- _Consignes à suivre_
**A)** Le texte sur l’expérience intérieure confirme-t-il chacune des affirmations suivantes : (i) le mot « mental » y remplace le mot « esprit » ; (ii) la société laïque fournit en général le sentiment d’appartenir à un même corps fraternel ; (iii) la culture laïque est partagée de manière égale ? Répondez par oui ou non, en citant à chaque fois les mots décisifs du texte.
**B)** Pourriez-vous prolonger le texte sur l’expérience intérieure à partir de sa dernière phrase, en poursuivant sa réflexion sur la culture laïque ?

- _Extrait du document_
--*--

1« Esprit » et « spiritualité » sont des mots dont j’évite l’emploi pour la raison que l’usage les a pliés dans une direction qui biaise leur sens. L’un et l’autre sont ainsi devenus les lieux d’accueil d’une transcendance venue d’en haut produire en nous une élévation. Ce mouvement existe mais en sens inverse : son origine est en bas et ce retournement change le sens de la vie. En conséquence et pour éviter la confusion, le mot « mental » a remplacé le mot « esprit » et le mot « intériorité » ou la formule « expérience intérieure » ont remplacé le mot « spiritualité ». Cette formule a été valorisée par Georges Bataille, qui en a fait le titre de l’un de ses livres les plus importants. Il est indispensable, me semble-t-il, de la compléter par la notion d’« expérience extérieure » car, dès qu’elle s’exprime, l’expérience intérieure se porte à l’extérieur. La perception de ce va-et-vient entre l’intérieur et l’extérieur nous donne conscience d’un processus capital : nous ne pouvons nous exprimer sans nous intérioriser à l’extérieur tout le temps que dure notre expression. La visualisation de ce phénomène par l’écriture ou la peinture contribue à sa prise de conscience puisqu’il se produit alors face à face. Et ce face-à-face permet d’éprouver une matérialisation, qui influe sur la perception du « mental » alors ressenti comme très sensiblement incarné.
2Toute parole porte à l’extérieur de nous notre vie intérieure, et plus généralement toute expression. Un mouvement semblable nous pousse à communiquer avec l’Autre et avec le monde, communication qui a un caractère « sacré » parce qu’elle met en jeu – et parfois en péril – ce que notre vie intérieure a de plus intime et de plus précieusement personnel. Mais, là encore, le mot « communication » a été violemment dévoyé depuis qu’il ne sert qu’à séduire les consommateurs ou à répandre la démagogie de nos pantins politiques. Cette évolution purement utilitaire entraîne le dévoiement des valeurs chargées d’assurer la continuité de la mémoire collective en la ponctuant d’une succession de repères qui marquait le temps et servait la mémoire. L’effondrement, bien que déjà ancien, de cet ordre millénaire a laissé un vide parce que la société laïque ne fournit pas – ou très rarement – le sentiment d’appartenir à un même corps fraternel. Et ce n’est évidemment pas le règne de la consommation et de l’argent qui peut combler ce vide …
3La culture laïque a pris la suite de la culture religieuse et elle en a intégré les œuvres littéraires et artistiques sans produire une disparate. Désormais, c’est à la langue et aux créations nées de son exercice de nous procurer le liant que nous procurait auparavant la « spiritualité ». La chose n’est pas si facile car le partage spirituel suscitait le sentiment d’une égalité dans sa réception tandis que la culture laïque est très inégalement partagée faute d’une égalité dans la préparation à en goûter les œuvres. À côté de retours du religieux à caractère souvent « intégristes », l’inégalité culturelle laisse la place à une « culture populaire » falsifiée à présent par les media qui la rendent toujours plus médiocre et vulgaire. Comme tout est gouverné par l’économie, le seul souci est de faire circuler de la marchandise et d’inciter à sa consommation.

--*--

- _Extrait de données_
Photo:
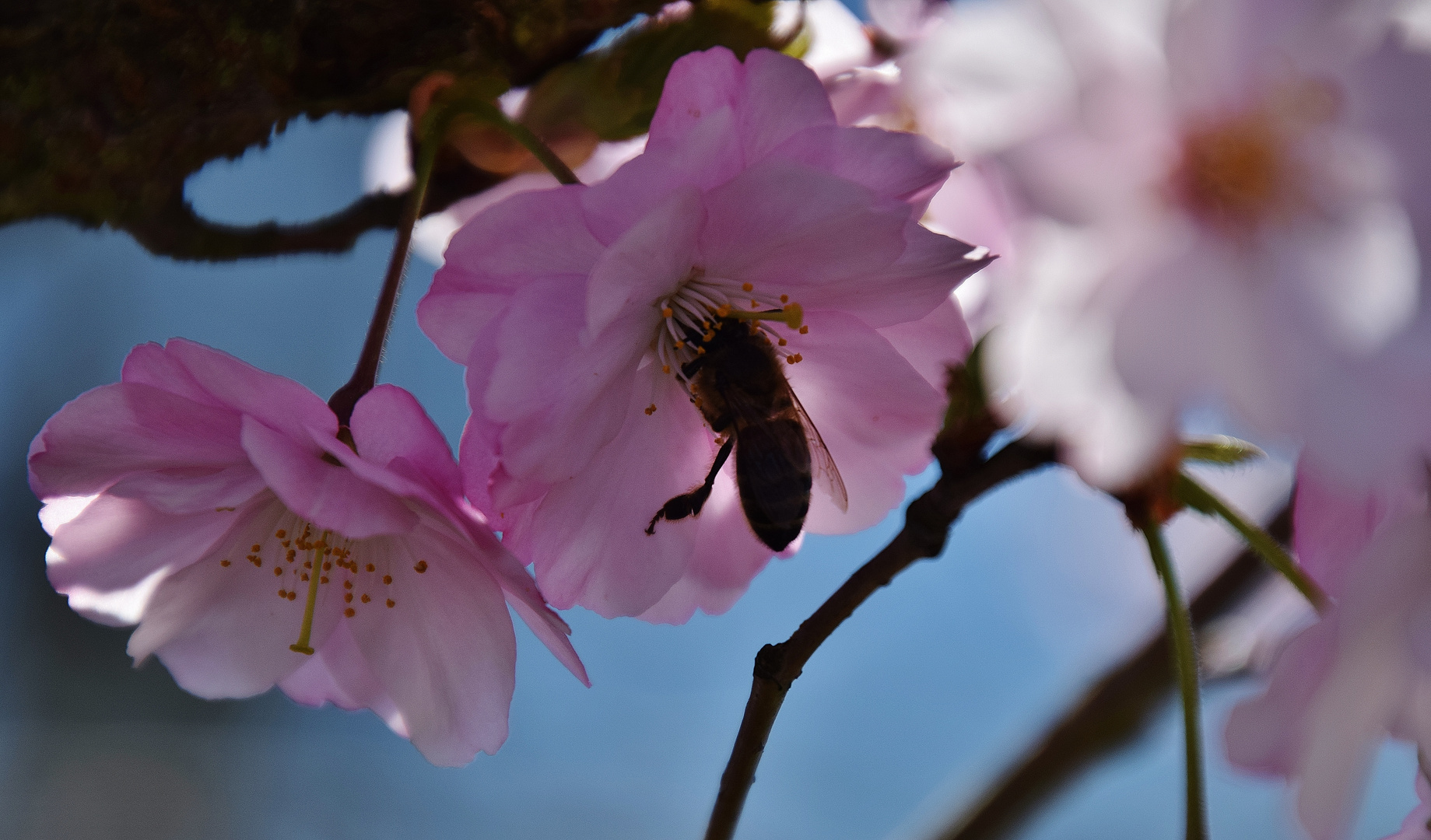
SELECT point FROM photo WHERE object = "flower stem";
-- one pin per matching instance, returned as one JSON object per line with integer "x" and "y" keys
{"x": 365, "y": 375}
{"x": 1185, "y": 659}
{"x": 305, "y": 633}
{"x": 926, "y": 527}
{"x": 1202, "y": 500}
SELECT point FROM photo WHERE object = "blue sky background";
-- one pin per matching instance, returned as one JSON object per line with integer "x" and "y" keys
{"x": 929, "y": 690}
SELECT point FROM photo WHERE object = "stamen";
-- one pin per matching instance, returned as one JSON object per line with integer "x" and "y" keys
{"x": 305, "y": 633}
{"x": 791, "y": 315}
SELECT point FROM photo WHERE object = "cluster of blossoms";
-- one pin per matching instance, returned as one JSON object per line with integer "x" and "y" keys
{"x": 1222, "y": 202}
{"x": 258, "y": 538}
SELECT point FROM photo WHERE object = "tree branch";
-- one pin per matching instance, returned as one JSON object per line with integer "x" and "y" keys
{"x": 177, "y": 232}
{"x": 926, "y": 527}
{"x": 1114, "y": 713}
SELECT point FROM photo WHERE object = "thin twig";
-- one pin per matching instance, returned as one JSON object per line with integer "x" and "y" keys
{"x": 1204, "y": 500}
{"x": 1185, "y": 660}
{"x": 926, "y": 527}
{"x": 365, "y": 374}
{"x": 1115, "y": 712}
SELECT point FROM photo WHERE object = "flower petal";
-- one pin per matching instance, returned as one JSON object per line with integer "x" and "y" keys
{"x": 445, "y": 652}
{"x": 339, "y": 674}
{"x": 724, "y": 558}
{"x": 647, "y": 264}
{"x": 875, "y": 411}
{"x": 893, "y": 165}
{"x": 933, "y": 344}
{"x": 329, "y": 497}
{"x": 278, "y": 401}
{"x": 222, "y": 632}
{"x": 119, "y": 429}
{"x": 588, "y": 540}
{"x": 528, "y": 236}
{"x": 116, "y": 543}
{"x": 390, "y": 424}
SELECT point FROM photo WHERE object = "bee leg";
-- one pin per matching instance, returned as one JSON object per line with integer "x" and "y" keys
{"x": 690, "y": 504}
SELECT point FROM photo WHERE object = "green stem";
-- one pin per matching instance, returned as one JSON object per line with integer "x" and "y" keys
{"x": 1185, "y": 659}
{"x": 542, "y": 151}
{"x": 1202, "y": 500}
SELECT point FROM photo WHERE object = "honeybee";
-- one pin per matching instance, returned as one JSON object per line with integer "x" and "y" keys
{"x": 738, "y": 385}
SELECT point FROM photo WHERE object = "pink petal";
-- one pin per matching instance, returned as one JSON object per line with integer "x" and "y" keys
{"x": 119, "y": 429}
{"x": 724, "y": 558}
{"x": 569, "y": 395}
{"x": 116, "y": 543}
{"x": 278, "y": 401}
{"x": 706, "y": 158}
{"x": 554, "y": 634}
{"x": 445, "y": 652}
{"x": 875, "y": 411}
{"x": 588, "y": 543}
{"x": 892, "y": 165}
{"x": 1264, "y": 733}
{"x": 933, "y": 344}
{"x": 697, "y": 86}
{"x": 192, "y": 490}
{"x": 329, "y": 497}
{"x": 784, "y": 226}
{"x": 339, "y": 674}
{"x": 647, "y": 264}
{"x": 223, "y": 632}
{"x": 390, "y": 424}
{"x": 909, "y": 289}
{"x": 528, "y": 236}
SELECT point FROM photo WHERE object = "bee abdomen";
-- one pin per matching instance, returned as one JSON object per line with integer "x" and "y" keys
{"x": 773, "y": 475}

--*--

- _Les réponses_
**A)**
(i) Oui : « le mot « mental » a remplacé le mot « esprit » ».
(ii) Non : « la société laïque ne fournit pas – ou très rarement – le sentiment d’appartenir à un même corps fraternel ».
(iii) Non : « la culture laïque est très inégalement partagée faute d’une égalité dans la préparation à en goûter les œuvres ».

**B)**
4Le vieux besoin d’élévation conteste pourtant cet ordre économique, mais celui-ci a trouvé la parade en saccageant l’intériorité. Pour opérer ce saccage, il suffit d’un flux d’images qui donne à son spectateur l’illusion que le spectacle est à la fois sa vision et sa réflexion. Dès lors qu’elle est ainsi mimée, l’activité mentale se trouve parasitée puis expulsée de son propre lieu où la voilà remplacée par le spectacle qui occupe son espace intérieur tout en continuant à se projeter à l’extérieur. Cette occupation concomitante et parallèle de la tête et des yeux met le spectateur dans la situation de se croire en train de penser et de se représenter ce dont son esprit n’est que la marionnette passive.
5L’effet est d’une nocivité extrême puisque tout l’organisme expressif se trouve contaminé par la substitution d’une représentation impersonnelle à celle qu’aurait dû et pu former son intériorité. De plus, ce n’est pas seulement la représentation personnelle qui se trouve faussée mais, avec elle, les divers éléments de sa composition : la langue, la mémoire, la réflexion, autrement dit tout ce qui permet de penser et de formuler sa relation avec l’Autre, avec le monde, avec l’histoire, avec l’actualité. La perception elle-même est atteinte parce qu’elle ne s’alimente plus à la vision directe mais au spectacle qui la médiatise.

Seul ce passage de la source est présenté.